Top of Excerpted data

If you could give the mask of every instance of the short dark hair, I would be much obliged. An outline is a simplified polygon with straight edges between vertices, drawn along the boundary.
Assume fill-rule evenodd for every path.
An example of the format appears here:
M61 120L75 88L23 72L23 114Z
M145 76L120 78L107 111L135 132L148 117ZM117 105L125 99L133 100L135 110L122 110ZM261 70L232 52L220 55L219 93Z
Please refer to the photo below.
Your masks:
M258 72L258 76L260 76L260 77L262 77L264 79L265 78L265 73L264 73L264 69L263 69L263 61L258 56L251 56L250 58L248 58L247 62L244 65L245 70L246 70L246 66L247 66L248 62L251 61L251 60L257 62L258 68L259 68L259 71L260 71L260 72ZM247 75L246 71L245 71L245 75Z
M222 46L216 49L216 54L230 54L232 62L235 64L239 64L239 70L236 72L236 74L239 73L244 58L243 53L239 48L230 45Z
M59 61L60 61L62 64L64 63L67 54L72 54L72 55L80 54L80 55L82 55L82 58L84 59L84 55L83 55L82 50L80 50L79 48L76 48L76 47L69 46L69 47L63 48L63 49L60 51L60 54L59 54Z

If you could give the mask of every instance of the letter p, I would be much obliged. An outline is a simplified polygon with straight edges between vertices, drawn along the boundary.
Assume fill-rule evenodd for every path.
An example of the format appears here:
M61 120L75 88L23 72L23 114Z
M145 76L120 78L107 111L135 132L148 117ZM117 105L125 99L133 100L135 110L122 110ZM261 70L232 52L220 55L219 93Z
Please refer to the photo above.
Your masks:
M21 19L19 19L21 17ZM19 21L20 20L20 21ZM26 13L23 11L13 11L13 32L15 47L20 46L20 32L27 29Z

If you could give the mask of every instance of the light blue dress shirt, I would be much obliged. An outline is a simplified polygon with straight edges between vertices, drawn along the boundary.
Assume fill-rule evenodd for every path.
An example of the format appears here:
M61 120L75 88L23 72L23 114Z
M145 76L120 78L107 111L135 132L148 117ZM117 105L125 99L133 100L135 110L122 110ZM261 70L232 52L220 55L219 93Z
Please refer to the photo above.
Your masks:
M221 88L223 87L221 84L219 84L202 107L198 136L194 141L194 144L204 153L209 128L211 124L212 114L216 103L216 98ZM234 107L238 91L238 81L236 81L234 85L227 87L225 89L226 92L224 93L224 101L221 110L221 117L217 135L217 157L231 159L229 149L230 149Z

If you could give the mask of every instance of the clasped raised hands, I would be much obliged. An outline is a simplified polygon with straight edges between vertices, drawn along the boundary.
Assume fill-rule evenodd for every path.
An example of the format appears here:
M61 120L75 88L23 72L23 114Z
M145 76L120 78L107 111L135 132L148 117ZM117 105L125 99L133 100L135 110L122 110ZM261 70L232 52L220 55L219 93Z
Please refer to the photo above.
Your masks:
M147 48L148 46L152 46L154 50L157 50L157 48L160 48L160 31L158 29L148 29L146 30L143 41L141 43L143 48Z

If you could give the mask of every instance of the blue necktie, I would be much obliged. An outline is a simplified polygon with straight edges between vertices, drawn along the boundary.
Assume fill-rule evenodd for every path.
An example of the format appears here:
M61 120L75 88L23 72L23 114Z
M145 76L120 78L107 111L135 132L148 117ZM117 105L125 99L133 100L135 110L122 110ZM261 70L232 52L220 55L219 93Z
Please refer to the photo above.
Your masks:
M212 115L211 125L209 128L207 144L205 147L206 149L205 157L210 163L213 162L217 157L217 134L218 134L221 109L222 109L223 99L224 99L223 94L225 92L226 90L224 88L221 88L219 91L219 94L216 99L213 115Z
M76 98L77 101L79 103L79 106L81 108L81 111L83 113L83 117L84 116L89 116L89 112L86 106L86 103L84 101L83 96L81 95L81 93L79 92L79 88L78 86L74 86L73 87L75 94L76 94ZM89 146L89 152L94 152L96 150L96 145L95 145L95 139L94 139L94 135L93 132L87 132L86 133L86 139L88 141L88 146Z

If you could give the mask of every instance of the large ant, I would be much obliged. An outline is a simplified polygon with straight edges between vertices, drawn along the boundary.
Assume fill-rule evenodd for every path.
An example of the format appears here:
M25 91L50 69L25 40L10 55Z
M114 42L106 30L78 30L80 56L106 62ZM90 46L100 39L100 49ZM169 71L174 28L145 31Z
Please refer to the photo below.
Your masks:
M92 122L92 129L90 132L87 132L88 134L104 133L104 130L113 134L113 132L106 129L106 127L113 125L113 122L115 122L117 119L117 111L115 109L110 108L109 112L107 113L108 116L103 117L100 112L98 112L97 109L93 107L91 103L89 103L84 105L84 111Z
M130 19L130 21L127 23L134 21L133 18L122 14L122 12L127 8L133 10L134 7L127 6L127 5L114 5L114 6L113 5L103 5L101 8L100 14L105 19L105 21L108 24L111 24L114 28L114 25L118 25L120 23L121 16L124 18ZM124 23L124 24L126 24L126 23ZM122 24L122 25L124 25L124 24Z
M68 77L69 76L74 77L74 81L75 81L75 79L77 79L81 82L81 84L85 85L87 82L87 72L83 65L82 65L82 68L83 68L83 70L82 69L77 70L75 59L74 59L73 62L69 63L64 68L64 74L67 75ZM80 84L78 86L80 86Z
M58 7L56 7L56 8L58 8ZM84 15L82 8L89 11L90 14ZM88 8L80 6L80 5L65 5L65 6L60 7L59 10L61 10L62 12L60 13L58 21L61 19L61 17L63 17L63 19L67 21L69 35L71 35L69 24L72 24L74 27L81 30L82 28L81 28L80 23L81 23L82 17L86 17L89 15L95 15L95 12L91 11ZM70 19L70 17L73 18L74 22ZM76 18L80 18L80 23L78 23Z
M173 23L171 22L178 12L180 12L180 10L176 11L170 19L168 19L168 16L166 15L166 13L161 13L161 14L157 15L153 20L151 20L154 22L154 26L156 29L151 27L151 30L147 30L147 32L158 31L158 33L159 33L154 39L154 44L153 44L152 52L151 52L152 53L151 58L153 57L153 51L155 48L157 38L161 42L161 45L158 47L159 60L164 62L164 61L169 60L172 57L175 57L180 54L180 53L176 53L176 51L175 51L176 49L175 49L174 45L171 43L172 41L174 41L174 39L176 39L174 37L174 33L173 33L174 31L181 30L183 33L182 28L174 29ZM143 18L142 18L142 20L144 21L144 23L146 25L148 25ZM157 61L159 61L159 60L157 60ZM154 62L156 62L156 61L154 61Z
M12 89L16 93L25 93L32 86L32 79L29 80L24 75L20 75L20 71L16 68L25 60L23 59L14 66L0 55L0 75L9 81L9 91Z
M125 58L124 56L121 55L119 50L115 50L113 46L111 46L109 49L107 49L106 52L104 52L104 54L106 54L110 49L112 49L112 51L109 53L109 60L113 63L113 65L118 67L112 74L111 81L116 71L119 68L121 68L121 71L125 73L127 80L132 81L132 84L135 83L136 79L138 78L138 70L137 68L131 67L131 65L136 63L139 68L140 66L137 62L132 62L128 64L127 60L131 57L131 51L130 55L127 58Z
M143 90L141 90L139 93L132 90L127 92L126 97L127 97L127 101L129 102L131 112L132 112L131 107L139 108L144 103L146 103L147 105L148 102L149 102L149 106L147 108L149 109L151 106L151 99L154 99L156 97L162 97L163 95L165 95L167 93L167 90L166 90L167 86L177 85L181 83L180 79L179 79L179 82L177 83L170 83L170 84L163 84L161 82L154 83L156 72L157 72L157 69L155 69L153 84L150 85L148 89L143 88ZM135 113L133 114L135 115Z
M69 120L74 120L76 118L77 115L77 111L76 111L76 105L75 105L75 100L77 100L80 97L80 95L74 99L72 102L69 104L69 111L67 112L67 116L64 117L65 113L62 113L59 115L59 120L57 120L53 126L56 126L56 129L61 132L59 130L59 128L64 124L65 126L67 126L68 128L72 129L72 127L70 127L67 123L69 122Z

Bottom of Excerpted data

*Work task*.
Only lines with the word "edges" go in the answer. Take them all from the entries above.

*Solution for this task*.
If you could give the mask of every instance of the short dark hair, I would be much obliged. An outline is a simplified polygon with straight edges between vertices, drawn along the boundary.
If you could give the mask of every instance of the letter p, I would be much obliged. An outline is a simplified polygon with straight edges between vertices, drawn along the boundary.
If you could give the mask of every instance of the light blue dress shirt, I would be much obliged. An outline is a simplified polygon with straight edges between vertices, drawn along the boundary.
If you could give the mask of every instance of the clasped raised hands, I would be much obliged. An outline is a simplified polygon with straight edges between vertices, drawn along the boundary.
If you could give the mask of every instance of the blue necktie, I would be much obliged. An outline is a simplified polygon with straight edges between vertices, drawn along the boundary.
If you could give the mask of every instance of the large ant, I would be much obliged. An outline is a simplified polygon with straight edges between vertices, drawn along the boundary.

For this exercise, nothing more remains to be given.